§ **Given request 1**:
List every place name that appears in the book review.
§ **Given request 2**:
Write out the passage of the book review starting at "Posts Tagged ‘memoirs’" and ending at "cover so beautiful?".

— start Document excerpt —

Posts Tagged ‘memoirs’
As I’ve said many times before, I like to read books about other cultures. I feel like I learn so much. This was a recounting of the author’s humanitarian efforts trying to help Iraqi women during the height of the War in Iraq. I’ve read another book, From Baghdad with Love, which was about a US Marine adopting a dog during his time in Iraq. While neither of these books focuses directly on the war, the author’s opinions about the war, etc., they both give you some insight on that “side” of the war and what is going on. Plus, isn’t the book cover so beautiful?
“Barefoot in Baghdad” is told in the first-person of Manal Omar, an American-born Muslim of Palestinian descent. Even though she was born and raised in the US, she chooses to wear the traditional veil. In 2003, after graduating from college and securing a great job in DC, she chooses to accept a job with Women for Women International, providing aid to women in Iraq. Her family does not want her to go and begs her not to. Manal feels so strongly about this cause that she finally convinces her family that she is going.
When Manal arrives and begins her work, she is paired up with three Iraqi males, who are disappointed that she was not a “traditional” American woman as they imagined in their minds. She begins to forge a relationship with them and helps teach them English as they help her navigate through Iraq. Manal’s goal is to help Iraqi women get on their feet and provide for themselves when their culture tends to shun them for certain reasons. Manal is enjoying time in Baghdad, the culture and the people, until the war begins to take its toll. She is afraid for her life – several business contacts have been killed or kidnapped and she is forced to change her routines and business in order to stay alive. All the while, her relationship with one of her Iraqi coworkers becomes stronger despite all of the challenges they face.

— end Document excerpt —
— start Entries shown —

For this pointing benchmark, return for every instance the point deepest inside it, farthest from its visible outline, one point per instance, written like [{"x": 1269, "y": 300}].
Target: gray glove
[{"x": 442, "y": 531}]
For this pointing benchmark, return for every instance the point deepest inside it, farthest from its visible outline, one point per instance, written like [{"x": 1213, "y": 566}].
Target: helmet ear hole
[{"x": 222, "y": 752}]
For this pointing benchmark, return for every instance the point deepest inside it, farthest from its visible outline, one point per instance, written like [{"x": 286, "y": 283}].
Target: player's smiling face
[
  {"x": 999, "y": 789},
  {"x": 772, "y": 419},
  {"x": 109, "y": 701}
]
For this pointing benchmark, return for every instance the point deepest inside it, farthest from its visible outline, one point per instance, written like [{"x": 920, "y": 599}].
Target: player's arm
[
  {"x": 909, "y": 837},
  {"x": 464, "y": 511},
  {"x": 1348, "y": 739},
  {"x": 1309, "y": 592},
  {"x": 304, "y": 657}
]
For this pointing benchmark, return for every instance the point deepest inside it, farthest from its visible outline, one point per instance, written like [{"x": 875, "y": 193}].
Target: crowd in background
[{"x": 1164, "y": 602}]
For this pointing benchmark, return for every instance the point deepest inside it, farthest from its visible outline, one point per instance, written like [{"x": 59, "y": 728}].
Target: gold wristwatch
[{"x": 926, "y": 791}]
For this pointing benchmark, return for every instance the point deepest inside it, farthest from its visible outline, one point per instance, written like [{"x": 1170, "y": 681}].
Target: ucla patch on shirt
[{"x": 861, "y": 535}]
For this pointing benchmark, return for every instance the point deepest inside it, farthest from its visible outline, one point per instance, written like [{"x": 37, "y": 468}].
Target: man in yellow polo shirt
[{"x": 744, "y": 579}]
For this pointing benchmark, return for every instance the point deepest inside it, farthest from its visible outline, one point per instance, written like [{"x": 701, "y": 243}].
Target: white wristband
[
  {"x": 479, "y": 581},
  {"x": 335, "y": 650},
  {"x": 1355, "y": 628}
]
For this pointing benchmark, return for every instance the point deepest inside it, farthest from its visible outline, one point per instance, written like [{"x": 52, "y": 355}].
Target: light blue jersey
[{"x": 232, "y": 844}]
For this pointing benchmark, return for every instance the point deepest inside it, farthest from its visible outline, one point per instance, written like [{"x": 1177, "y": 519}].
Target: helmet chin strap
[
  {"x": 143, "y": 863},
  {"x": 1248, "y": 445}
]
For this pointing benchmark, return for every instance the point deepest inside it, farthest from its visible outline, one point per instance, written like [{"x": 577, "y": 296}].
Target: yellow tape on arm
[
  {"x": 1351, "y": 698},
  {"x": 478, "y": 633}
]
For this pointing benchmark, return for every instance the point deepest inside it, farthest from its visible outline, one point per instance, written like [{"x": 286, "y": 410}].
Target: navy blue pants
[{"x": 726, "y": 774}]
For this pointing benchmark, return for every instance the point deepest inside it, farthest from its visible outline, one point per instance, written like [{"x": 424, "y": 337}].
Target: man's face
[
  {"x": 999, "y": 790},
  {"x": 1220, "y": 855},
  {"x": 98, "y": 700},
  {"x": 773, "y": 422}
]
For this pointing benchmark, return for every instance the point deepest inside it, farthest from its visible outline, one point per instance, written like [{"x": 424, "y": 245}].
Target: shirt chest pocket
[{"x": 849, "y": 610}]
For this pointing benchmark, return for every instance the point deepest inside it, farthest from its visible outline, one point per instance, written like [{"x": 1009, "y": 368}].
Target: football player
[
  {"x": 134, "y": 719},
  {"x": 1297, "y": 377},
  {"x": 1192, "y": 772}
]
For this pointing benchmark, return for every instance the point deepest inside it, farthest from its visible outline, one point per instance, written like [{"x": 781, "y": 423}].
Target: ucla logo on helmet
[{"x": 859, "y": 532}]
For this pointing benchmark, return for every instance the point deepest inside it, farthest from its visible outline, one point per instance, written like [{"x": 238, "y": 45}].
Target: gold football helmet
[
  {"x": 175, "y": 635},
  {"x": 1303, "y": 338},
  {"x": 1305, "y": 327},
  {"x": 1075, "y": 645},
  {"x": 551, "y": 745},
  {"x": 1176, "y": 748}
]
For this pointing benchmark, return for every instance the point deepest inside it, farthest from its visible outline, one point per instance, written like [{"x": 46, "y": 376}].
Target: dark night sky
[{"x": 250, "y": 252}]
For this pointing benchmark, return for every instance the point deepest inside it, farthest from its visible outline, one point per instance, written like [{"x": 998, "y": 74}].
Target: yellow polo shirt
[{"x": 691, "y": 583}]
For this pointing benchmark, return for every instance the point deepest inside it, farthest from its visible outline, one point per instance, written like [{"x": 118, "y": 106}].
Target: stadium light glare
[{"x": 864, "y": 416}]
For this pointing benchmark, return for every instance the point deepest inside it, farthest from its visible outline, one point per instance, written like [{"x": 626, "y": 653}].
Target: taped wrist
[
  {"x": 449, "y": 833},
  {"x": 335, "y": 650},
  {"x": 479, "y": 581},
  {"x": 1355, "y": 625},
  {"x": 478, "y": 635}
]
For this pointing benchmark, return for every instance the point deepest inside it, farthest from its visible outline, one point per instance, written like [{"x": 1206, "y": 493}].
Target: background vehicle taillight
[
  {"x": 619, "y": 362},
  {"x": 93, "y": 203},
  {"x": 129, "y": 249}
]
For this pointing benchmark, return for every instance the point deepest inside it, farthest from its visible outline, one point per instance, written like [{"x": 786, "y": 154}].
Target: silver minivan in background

— end Entries shown —

§ **Expected output 1**:
Iraq, Baghdad, the US, DC

§ **Expected output 2**:
Posts Tagged ‘memoirs’
As I’ve said many times before, I like to read books about other cultures. I feel like I learn so much. This was a recounting of the author’s humanitarian efforts trying to help Iraqi women during the height of the War in Iraq. I’ve read another book, From Baghdad with Love, which was about a US Marine adopting a dog during his time in Iraq. While neither of these books focuses directly on the war, the author’s opinions about the war, etc., they both give you some insight on that “side” of the war and what is going on. Plus, isn’t the book cover so beautiful?